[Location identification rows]
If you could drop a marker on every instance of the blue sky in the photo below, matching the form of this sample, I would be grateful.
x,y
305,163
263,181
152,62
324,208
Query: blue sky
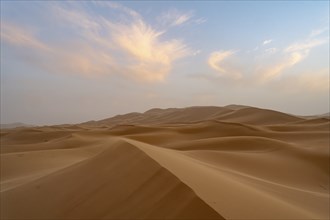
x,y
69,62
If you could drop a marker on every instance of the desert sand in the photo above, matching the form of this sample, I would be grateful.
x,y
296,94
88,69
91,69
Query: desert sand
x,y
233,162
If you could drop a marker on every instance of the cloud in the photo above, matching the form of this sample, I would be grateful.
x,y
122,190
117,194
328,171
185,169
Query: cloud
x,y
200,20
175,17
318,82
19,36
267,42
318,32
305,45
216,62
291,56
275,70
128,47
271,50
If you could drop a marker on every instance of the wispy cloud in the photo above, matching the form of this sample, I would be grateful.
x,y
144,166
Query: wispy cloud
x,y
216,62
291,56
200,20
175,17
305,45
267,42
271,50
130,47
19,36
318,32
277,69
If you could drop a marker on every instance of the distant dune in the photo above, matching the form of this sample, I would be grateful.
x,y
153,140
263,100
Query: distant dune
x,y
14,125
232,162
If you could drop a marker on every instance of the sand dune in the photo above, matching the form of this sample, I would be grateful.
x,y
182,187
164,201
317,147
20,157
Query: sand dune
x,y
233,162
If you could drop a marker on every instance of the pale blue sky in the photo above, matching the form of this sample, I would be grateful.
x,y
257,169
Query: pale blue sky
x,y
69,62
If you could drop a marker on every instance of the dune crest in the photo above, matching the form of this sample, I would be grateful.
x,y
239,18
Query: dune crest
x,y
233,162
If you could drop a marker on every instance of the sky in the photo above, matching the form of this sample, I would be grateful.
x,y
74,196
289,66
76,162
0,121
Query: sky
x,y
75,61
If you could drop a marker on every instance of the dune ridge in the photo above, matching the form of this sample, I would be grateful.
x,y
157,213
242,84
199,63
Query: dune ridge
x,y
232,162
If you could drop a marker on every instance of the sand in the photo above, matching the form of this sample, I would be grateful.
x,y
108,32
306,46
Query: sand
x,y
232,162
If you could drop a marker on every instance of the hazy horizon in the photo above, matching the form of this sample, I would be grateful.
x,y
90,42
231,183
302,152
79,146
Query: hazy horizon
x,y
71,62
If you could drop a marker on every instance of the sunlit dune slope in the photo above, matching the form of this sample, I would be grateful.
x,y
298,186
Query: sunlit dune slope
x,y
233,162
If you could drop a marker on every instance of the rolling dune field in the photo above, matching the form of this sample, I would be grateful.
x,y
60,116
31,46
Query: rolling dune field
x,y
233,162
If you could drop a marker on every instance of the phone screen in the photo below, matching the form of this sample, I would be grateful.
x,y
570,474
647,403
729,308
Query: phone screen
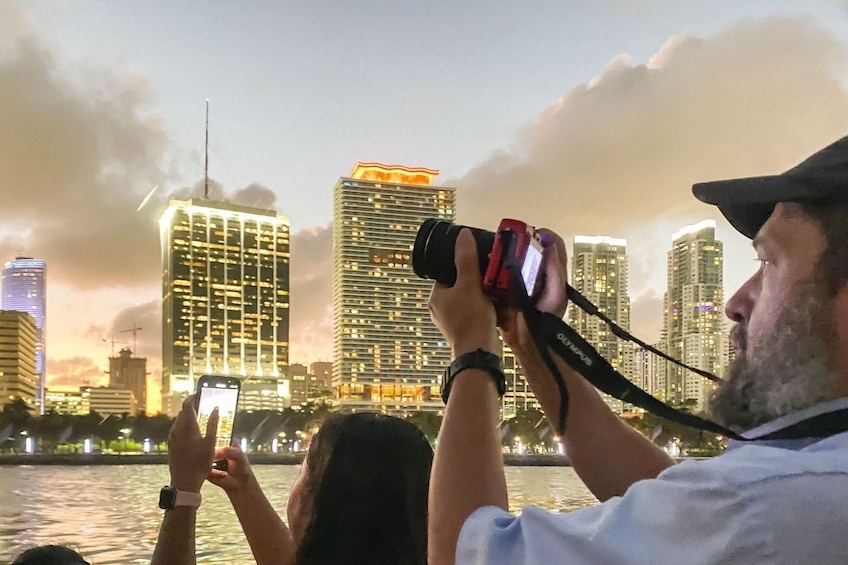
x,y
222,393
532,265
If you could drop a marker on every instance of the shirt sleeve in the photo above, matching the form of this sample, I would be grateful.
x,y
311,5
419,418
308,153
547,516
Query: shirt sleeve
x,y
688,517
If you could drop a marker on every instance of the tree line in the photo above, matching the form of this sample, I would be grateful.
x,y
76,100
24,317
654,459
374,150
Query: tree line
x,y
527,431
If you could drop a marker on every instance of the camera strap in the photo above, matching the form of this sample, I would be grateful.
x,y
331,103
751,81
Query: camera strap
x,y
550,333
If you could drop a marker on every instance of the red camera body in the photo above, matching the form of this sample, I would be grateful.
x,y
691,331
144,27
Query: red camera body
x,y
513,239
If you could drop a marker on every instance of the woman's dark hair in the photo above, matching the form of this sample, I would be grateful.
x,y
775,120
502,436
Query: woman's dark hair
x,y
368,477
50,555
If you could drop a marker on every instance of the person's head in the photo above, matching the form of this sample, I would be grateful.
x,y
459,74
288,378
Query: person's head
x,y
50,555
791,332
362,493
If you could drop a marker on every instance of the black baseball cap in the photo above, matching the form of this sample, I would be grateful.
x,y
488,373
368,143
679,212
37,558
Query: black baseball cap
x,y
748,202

-- Exercise prompt --
Lay out every line of the rows above as a Markdown table with the columns No. and Line text, numbering the lines in order and skipping blank ones. Leave the pictures out.

-- Response to this exercise --
| No. | Line text |
|---|---|
| 1 | If you could drop a marker on every instance of the blue sky in the photo below, matching the form of this sample, I would be grateful. |
| 2 | x,y |
| 3 | 305,163 |
| 4 | 263,181 |
| 5 | 152,62 |
| 6 | 324,208 |
| 7 | Query: blue sky |
| 8 | x,y |
| 9 | 69,62 |
| 10 | If you could drop a marker on every instance of the desert sand in the photo above, matching the form of this sample, I would be grateful. |
| 11 | x,y |
| 12 | 296,94 |
| 13 | 88,69 |
| 14 | 91,69 |
| 15 | Query: desert sand |
| 16 | x,y |
| 17 | 233,162 |
| 18 | If you could drop a marker on every instance of the cloud in the photo above, matching the form of this sample, I would be grateful. |
| 19 | x,y |
| 20 | 122,190 |
| 21 | 117,194 |
| 22 | 328,171 |
| 23 | 185,169 |
| 24 | Query: cloud |
| 25 | x,y |
| 26 | 200,20 |
| 27 | 175,17 |
| 28 | 318,82 |
| 29 | 19,36 |
| 30 | 267,42 |
| 31 | 318,32 |
| 32 | 305,45 |
| 33 | 216,62 |
| 34 | 291,56 |
| 35 | 275,70 |
| 36 | 128,47 |
| 37 | 271,50 |
| 38 | If you could drop a marker on every instance of the wispy cloud in the photo above, matching the form of this sample, I would be grateful. |
| 39 | x,y |
| 40 | 144,166 |
| 41 | Query: wispy cloud |
| 42 | x,y |
| 43 | 216,62 |
| 44 | 291,56 |
| 45 | 200,20 |
| 46 | 175,17 |
| 47 | 305,45 |
| 48 | 267,42 |
| 49 | 271,50 |
| 50 | 130,47 |
| 51 | 19,36 |
| 52 | 318,32 |
| 53 | 277,69 |
| 54 | If you could drop a marker on every instance of the distant dune in the photo above, matching the form of this sample, I would be grateful. |
| 55 | x,y |
| 56 | 153,140 |
| 57 | 263,100 |
| 58 | Query: distant dune |
| 59 | x,y |
| 60 | 14,125 |
| 61 | 232,162 |
| 62 | If you could drop a marker on every instance of the sand dune in the photo above, matching the form of this sample, I would be grateful. |
| 63 | x,y |
| 64 | 182,187 |
| 65 | 164,201 |
| 66 | 317,147 |
| 67 | 20,157 |
| 68 | Query: sand dune |
| 69 | x,y |
| 70 | 233,162 |
| 71 | If you could drop a marker on every instance of the pale blue sky in the photo above, matching the form of this sample, I would be grateful. |
| 72 | x,y |
| 73 | 257,169 |
| 74 | Query: pale blue sky |
| 75 | x,y |
| 76 | 69,62 |
| 77 | If you could drop a marker on every instance of the dune crest in the photo above, matching the form of this sample, I would be grateful. |
| 78 | x,y |
| 79 | 239,18 |
| 80 | Query: dune crest |
| 81 | x,y |
| 82 | 233,162 |
| 83 | If you could drop a marker on every instance of the sky in the photo above, matching the form of this sample, I would be grateful. |
| 84 | x,y |
| 85 | 74,196 |
| 86 | 289,66 |
| 87 | 76,162 |
| 88 | 0,121 |
| 89 | Query: sky |
| 90 | x,y |
| 91 | 75,61 |
| 92 | If you could drop a marker on every instance of the dune ridge in the photo above, matching the form of this sample, I would be grateful. |
| 93 | x,y |
| 94 | 157,213 |
| 95 | 242,84 |
| 96 | 199,63 |
| 97 | Query: dune ridge |
| 98 | x,y |
| 99 | 232,162 |
| 100 | If you could drop a marker on every instance of the sand in the photo above, matching the form of this sample, I would be grateful. |
| 101 | x,y |
| 102 | 108,32 |
| 103 | 306,46 |
| 104 | Query: sand |
| 105 | x,y |
| 106 | 232,162 |
| 107 | If you could drop a marker on every instance of the hazy horizon in the photo above, matching the form of this sample, I would be grateful. |
| 108 | x,y |
| 109 | 90,42 |
| 110 | 231,183 |
| 111 | 302,152 |
| 112 | 79,146 |
| 113 | Query: hazy horizon |
| 114 | x,y |
| 115 | 71,62 |
| 116 | If you could drop a marker on every instance of the sunlit dune slope in the photo above, matching the form of this sample, I would be grateful. |
| 117 | x,y |
| 118 | 298,186 |
| 119 | Query: sunlit dune slope |
| 120 | x,y |
| 121 | 233,162 |
| 122 | If you could drop a marker on every instance of the rolling dune field in the photo above, matching the form of this sample, I would be grateful. |
| 123 | x,y |
| 124 | 60,116 |
| 125 | 31,46 |
| 126 | Query: rolling dune field |
| 127 | x,y |
| 128 | 233,162 |
| 129 | If you could drop a marker on every instance of the phone screen in the photo below, matching the form of this sample, I would be grateful. |
| 130 | x,y |
| 131 | 570,474 |
| 132 | 647,403 |
| 133 | 729,308 |
| 134 | Query: phone screen |
| 135 | x,y |
| 136 | 222,393 |
| 137 | 532,265 |
| 138 | If you could drop a marker on every instance of the shirt sleeve in the photo above, matching the form of this sample, I would be grateful. |
| 139 | x,y |
| 140 | 311,5 |
| 141 | 419,418 |
| 142 | 308,153 |
| 143 | 547,516 |
| 144 | Query: shirt sleeve |
| 145 | x,y |
| 146 | 688,517 |
| 147 | If you could drop a marker on every instance of the tree line in the photo above, matching the form of this sample, I would be grateful. |
| 148 | x,y |
| 149 | 76,100 |
| 150 | 24,317 |
| 151 | 654,459 |
| 152 | 374,150 |
| 153 | Query: tree line |
| 154 | x,y |
| 155 | 527,431 |
| 156 | If you could drop a marker on every instance of the camera strap in the photo above, matching the form of this sample, I would be grateful. |
| 157 | x,y |
| 158 | 331,103 |
| 159 | 751,81 |
| 160 | Query: camera strap |
| 161 | x,y |
| 162 | 550,333 |
| 163 | If you could drop a marker on every instance of the red camera body in the photo above, matching the form of this sample, I would be grateful. |
| 164 | x,y |
| 165 | 691,331 |
| 166 | 144,27 |
| 167 | Query: red camera body |
| 168 | x,y |
| 169 | 513,239 |
| 170 | If you could drop a marker on every instance of the woman's dark hair in the photo above, matching the form of this sample, I would be grateful. |
| 171 | x,y |
| 172 | 775,120 |
| 173 | 502,436 |
| 174 | Query: woman's dark hair |
| 175 | x,y |
| 176 | 368,477 |
| 177 | 50,555 |
| 178 | If you could drop a marker on every instance of the person's head in the photo above, matching the form of this sample, I would be grateful. |
| 179 | x,y |
| 180 | 459,74 |
| 181 | 288,378 |
| 182 | Query: person's head |
| 183 | x,y |
| 184 | 50,555 |
| 185 | 791,332 |
| 186 | 362,493 |
| 187 | If you could drop a marker on every instance of the black baseball cap in the photo above, matching the form of this sample, I would be grateful. |
| 188 | x,y |
| 189 | 488,373 |
| 190 | 368,143 |
| 191 | 679,212 |
| 192 | 37,558 |
| 193 | Query: black baseball cap |
| 194 | x,y |
| 195 | 748,202 |